### INSTRUCTIONS TO FOLLOW:
How many lines in the items below contain the word "foundation"? Reply with the number alone.

--- Begin DATASET RECORDS ---

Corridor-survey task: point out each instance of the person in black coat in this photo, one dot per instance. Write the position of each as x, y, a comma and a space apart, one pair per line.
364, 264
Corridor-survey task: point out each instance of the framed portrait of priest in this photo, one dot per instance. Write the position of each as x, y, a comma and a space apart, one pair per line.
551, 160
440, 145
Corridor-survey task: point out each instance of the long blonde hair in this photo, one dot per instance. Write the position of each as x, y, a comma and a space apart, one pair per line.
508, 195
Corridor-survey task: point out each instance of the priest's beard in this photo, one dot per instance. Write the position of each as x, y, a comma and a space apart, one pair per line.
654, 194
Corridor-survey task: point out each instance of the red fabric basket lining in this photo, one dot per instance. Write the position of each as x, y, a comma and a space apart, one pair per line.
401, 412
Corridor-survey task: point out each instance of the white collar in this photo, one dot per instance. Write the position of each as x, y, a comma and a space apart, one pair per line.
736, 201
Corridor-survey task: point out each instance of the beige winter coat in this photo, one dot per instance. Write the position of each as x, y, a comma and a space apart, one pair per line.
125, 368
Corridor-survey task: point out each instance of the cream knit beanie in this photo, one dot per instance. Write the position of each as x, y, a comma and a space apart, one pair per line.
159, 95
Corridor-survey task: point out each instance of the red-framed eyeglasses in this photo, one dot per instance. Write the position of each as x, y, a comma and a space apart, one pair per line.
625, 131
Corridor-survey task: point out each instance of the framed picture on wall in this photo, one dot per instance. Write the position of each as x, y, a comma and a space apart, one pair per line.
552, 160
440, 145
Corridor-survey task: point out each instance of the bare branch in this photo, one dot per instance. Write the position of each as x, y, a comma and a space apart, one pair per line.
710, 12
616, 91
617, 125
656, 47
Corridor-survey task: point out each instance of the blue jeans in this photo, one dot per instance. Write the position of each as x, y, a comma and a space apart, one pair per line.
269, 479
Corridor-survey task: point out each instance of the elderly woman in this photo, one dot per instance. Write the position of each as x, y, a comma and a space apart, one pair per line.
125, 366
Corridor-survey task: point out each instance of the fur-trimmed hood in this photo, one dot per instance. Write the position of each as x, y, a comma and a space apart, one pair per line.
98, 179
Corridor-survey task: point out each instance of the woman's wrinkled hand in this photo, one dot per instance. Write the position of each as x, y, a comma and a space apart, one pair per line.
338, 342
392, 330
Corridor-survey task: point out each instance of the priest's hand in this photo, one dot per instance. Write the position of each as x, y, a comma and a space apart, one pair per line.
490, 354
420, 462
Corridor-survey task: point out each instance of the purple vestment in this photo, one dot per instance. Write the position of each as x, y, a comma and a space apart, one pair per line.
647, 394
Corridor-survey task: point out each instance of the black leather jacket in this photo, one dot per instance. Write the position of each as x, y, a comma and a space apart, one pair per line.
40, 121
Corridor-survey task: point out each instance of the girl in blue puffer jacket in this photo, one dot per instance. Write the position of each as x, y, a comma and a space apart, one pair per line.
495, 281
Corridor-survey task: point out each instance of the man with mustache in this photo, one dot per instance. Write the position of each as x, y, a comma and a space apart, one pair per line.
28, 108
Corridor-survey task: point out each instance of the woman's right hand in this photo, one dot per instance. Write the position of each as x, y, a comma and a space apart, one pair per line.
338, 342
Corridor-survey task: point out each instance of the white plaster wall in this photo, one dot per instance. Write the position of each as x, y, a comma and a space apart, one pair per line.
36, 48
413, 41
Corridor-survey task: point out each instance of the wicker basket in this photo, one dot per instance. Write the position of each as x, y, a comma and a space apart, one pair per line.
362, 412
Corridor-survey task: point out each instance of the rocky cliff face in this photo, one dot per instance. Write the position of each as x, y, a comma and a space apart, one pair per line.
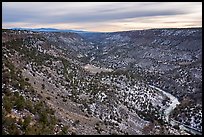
51, 67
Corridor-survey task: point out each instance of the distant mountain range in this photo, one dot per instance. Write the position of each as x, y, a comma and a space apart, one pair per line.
51, 30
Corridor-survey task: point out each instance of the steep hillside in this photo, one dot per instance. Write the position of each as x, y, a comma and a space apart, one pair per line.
112, 83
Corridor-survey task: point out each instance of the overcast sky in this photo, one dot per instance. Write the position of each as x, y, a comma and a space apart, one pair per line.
101, 16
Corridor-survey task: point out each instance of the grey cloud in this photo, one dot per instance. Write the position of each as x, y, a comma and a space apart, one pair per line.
70, 13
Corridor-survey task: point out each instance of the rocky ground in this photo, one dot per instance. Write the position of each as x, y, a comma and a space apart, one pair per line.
103, 83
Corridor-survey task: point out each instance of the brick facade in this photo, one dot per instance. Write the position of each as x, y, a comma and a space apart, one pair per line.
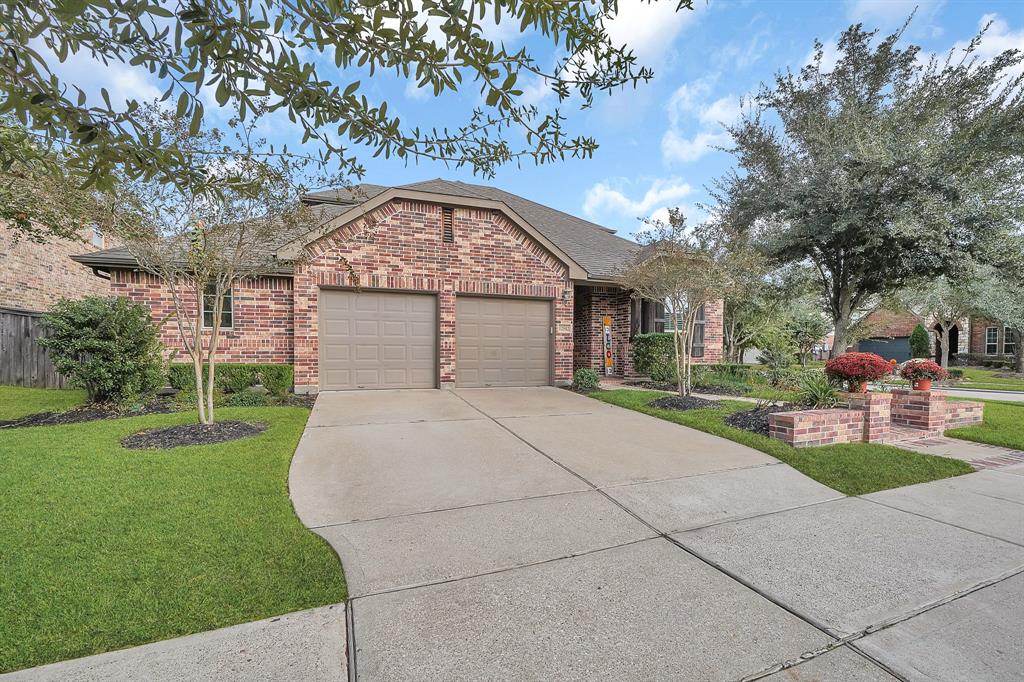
262, 327
34, 275
399, 247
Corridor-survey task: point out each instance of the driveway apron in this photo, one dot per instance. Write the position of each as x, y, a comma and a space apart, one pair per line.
535, 534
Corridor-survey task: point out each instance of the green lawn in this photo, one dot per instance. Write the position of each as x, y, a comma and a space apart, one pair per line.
1004, 425
16, 401
849, 468
988, 379
102, 548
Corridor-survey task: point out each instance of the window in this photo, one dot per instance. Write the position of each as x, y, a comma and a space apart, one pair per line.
991, 340
696, 349
209, 303
448, 224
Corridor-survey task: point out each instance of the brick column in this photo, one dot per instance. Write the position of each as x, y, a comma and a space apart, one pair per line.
878, 413
920, 410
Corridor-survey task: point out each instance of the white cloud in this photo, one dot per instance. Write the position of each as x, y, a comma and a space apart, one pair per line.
648, 28
888, 14
610, 197
996, 40
690, 101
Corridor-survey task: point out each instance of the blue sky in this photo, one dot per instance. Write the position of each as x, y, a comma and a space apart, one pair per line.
656, 141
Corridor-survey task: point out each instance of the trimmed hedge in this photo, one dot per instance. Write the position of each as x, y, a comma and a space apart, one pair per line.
236, 377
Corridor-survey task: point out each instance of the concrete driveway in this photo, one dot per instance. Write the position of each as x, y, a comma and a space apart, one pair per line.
535, 534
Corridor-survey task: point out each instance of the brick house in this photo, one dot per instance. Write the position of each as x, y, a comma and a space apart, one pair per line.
459, 285
971, 339
34, 275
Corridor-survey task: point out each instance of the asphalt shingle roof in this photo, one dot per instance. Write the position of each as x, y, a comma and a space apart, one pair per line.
595, 248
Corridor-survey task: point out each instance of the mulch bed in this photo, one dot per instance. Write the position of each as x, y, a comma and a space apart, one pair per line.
680, 402
756, 420
90, 413
665, 386
192, 434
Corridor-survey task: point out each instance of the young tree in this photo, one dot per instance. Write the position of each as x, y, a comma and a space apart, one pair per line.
920, 342
881, 170
307, 57
203, 238
686, 270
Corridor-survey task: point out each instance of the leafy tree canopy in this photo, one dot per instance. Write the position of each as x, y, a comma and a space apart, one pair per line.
887, 168
304, 57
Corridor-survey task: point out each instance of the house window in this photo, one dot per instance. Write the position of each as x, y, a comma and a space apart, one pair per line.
991, 340
696, 350
448, 224
209, 303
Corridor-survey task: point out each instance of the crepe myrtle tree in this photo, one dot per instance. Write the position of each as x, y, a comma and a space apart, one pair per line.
884, 169
687, 269
204, 238
308, 59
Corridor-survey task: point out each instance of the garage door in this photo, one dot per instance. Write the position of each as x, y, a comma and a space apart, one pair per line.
502, 342
377, 340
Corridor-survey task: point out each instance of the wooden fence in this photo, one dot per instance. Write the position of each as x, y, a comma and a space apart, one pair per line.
23, 360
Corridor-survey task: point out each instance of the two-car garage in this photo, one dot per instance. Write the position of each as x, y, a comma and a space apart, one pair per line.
373, 339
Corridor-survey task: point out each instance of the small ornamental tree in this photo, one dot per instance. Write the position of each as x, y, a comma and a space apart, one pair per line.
686, 270
108, 346
920, 342
856, 369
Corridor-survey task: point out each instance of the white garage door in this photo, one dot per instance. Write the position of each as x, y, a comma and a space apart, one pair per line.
377, 340
502, 342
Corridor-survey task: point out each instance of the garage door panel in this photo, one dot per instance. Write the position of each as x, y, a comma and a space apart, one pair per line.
502, 342
377, 340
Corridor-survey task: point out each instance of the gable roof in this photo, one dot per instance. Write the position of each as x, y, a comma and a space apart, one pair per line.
597, 249
590, 250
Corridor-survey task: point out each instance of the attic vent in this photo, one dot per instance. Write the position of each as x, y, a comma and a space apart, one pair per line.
448, 224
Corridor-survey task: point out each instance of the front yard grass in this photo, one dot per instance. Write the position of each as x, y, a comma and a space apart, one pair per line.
1004, 425
102, 548
17, 401
849, 468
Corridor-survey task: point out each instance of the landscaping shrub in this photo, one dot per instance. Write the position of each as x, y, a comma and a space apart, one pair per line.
654, 356
586, 379
856, 369
247, 398
922, 369
107, 345
920, 342
276, 378
817, 391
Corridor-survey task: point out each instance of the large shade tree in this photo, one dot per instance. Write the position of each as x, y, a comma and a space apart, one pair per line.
308, 59
886, 168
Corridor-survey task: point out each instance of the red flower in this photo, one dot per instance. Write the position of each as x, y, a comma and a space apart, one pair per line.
857, 368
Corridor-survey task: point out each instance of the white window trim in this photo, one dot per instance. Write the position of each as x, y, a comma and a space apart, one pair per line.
995, 344
202, 311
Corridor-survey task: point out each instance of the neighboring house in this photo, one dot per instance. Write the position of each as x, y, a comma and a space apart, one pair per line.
971, 338
34, 275
459, 285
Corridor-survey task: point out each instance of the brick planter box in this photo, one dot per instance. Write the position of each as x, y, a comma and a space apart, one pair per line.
875, 418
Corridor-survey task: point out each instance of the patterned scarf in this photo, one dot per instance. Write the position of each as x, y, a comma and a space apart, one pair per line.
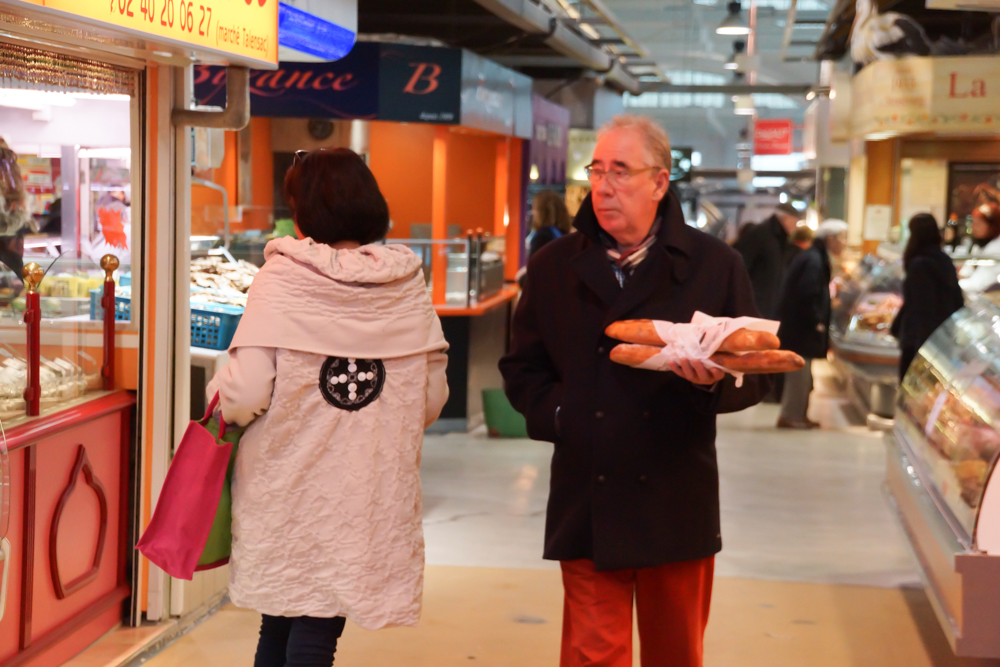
624, 262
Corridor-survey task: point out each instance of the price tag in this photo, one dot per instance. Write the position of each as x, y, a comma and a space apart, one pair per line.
244, 28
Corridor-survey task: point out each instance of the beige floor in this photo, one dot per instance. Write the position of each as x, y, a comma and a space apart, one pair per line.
511, 617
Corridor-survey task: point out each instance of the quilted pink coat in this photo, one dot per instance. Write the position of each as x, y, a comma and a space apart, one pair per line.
339, 364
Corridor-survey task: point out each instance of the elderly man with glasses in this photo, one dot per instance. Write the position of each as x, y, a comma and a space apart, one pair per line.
633, 512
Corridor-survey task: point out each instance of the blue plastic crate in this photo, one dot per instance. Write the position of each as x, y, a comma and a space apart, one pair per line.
213, 325
123, 306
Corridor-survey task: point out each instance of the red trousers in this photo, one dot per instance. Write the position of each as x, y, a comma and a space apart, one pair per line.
671, 602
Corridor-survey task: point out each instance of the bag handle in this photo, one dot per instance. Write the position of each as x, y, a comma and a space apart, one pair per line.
212, 406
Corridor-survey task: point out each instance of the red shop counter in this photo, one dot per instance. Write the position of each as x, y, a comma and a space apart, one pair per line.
67, 574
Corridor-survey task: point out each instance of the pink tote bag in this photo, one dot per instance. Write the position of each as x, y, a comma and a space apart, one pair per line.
182, 520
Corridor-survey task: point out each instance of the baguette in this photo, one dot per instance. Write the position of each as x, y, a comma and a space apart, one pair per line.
759, 363
643, 332
753, 363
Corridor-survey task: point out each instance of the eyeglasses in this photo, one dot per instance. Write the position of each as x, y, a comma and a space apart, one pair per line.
616, 176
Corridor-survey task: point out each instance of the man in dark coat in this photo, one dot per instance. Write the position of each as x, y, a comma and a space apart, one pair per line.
767, 249
633, 510
804, 311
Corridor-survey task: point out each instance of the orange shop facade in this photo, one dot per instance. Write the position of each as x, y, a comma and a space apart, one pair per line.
95, 121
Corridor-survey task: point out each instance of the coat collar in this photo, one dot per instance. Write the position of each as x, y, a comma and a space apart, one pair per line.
668, 259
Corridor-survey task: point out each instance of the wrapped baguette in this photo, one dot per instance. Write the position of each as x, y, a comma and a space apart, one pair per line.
643, 332
754, 363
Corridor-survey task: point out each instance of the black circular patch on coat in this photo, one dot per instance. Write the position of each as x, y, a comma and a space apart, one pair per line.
351, 384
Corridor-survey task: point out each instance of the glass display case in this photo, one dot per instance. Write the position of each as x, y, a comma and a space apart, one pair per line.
941, 474
949, 410
866, 303
70, 363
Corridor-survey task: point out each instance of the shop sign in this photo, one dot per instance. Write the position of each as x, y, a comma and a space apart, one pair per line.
347, 88
941, 95
394, 82
419, 84
246, 29
773, 136
495, 98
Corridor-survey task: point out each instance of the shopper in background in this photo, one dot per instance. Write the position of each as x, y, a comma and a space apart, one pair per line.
802, 239
930, 290
633, 512
804, 311
338, 362
766, 250
549, 221
985, 243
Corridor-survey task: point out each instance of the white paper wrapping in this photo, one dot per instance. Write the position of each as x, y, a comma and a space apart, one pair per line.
700, 339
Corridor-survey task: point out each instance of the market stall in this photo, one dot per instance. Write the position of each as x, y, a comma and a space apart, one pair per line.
444, 131
92, 104
941, 472
927, 141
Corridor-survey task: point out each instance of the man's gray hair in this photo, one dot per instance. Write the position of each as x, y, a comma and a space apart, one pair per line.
654, 137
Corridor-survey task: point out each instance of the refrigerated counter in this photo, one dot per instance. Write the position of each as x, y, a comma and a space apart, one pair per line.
942, 457
866, 303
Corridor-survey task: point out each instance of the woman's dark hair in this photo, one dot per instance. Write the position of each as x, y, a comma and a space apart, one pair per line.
991, 214
334, 197
925, 236
552, 211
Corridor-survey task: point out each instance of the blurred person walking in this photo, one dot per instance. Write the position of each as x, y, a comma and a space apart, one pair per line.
633, 511
931, 292
766, 249
549, 221
804, 312
339, 364
985, 243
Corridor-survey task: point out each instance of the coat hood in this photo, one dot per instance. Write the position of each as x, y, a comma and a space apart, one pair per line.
366, 303
367, 264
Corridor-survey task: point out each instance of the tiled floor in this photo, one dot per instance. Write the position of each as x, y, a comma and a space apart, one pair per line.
814, 571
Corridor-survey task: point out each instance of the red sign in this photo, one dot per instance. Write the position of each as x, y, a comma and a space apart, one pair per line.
773, 137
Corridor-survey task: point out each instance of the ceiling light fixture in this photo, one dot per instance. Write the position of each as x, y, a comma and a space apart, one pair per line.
738, 47
744, 105
734, 23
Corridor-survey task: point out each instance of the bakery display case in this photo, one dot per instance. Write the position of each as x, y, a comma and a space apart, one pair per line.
866, 302
942, 458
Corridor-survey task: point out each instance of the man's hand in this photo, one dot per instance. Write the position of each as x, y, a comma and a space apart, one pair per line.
695, 371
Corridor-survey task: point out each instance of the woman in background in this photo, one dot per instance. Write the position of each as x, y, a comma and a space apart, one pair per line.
985, 243
930, 290
549, 221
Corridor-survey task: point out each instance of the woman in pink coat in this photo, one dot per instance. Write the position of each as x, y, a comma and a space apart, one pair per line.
338, 366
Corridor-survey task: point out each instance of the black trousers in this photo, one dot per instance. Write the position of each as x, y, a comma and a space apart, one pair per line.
907, 354
301, 641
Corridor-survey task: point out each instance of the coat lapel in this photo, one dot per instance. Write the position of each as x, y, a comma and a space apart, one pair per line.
651, 276
594, 269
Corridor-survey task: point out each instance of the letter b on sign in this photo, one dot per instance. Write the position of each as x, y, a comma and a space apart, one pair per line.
424, 79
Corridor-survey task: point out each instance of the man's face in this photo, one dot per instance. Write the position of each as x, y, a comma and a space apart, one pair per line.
626, 205
789, 222
836, 244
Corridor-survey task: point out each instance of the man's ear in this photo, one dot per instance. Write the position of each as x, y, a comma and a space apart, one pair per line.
662, 185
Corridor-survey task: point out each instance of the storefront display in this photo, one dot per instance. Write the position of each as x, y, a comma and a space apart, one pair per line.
942, 459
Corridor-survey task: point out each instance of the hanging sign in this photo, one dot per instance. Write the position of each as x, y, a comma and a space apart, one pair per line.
773, 137
940, 95
247, 29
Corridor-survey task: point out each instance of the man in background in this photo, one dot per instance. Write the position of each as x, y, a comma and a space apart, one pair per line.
767, 250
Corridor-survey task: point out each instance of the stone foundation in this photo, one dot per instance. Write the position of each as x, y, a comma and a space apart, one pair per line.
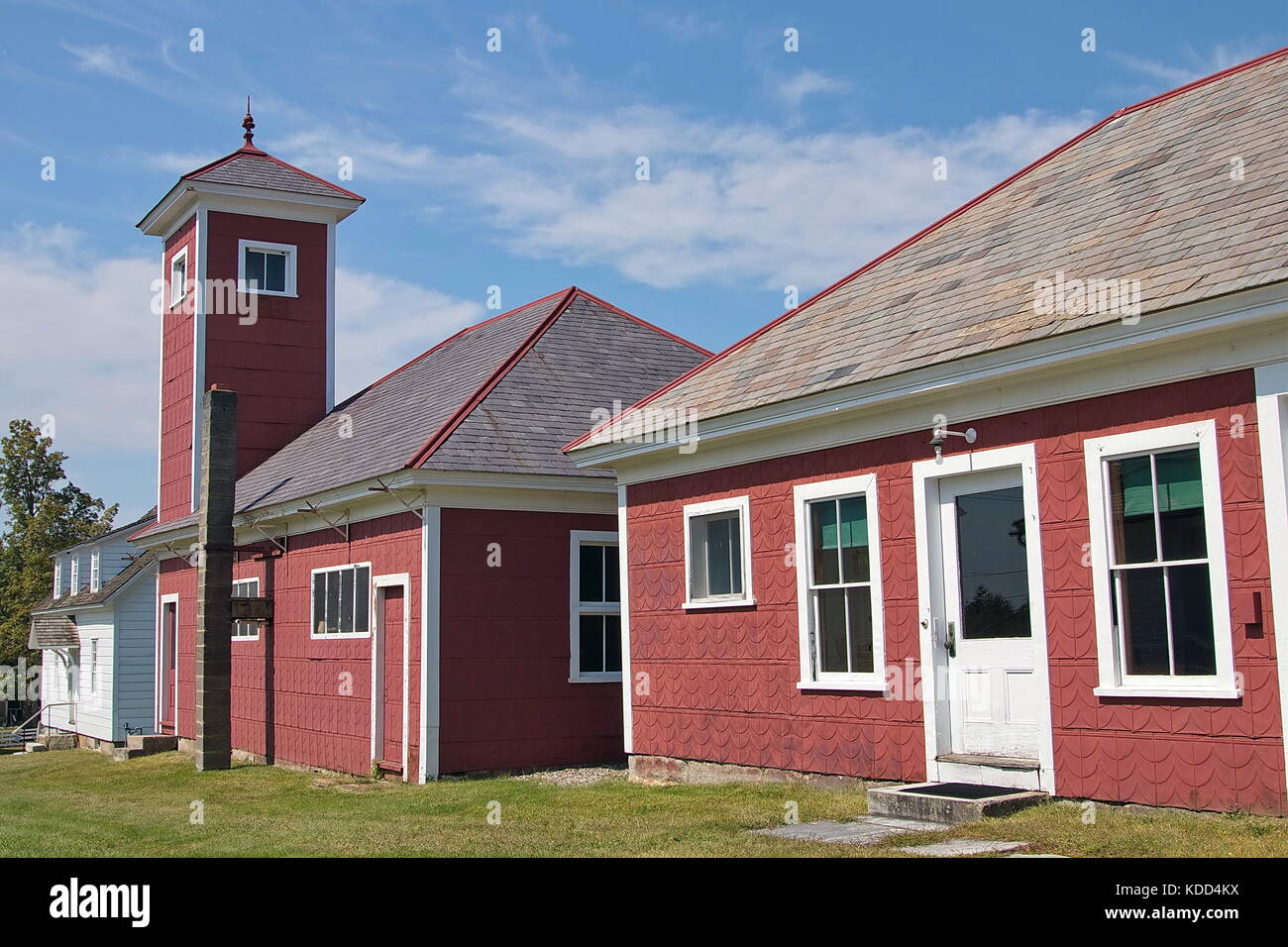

--- End DATASET RECORDS ---

### FINISHED EXERCISE:
1